§ **What you should do**:
Could you write out all of the records below again, requests included, shifting every pixel coordinate in the answers up by 12 while leaving the numbers in the requests and their format samples as they are? Leave the pictures out of your answer.

§ **Data to process**:
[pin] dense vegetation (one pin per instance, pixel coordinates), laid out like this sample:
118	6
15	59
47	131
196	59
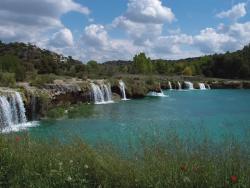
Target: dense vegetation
28	163
26	62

§ **The solution**:
[pin] dense vegetation (one pin per instance, pixel coordinates), laid out like this sample:
118	6
15	59
47	131
196	59
Target: dense vegetation
40	175
38	74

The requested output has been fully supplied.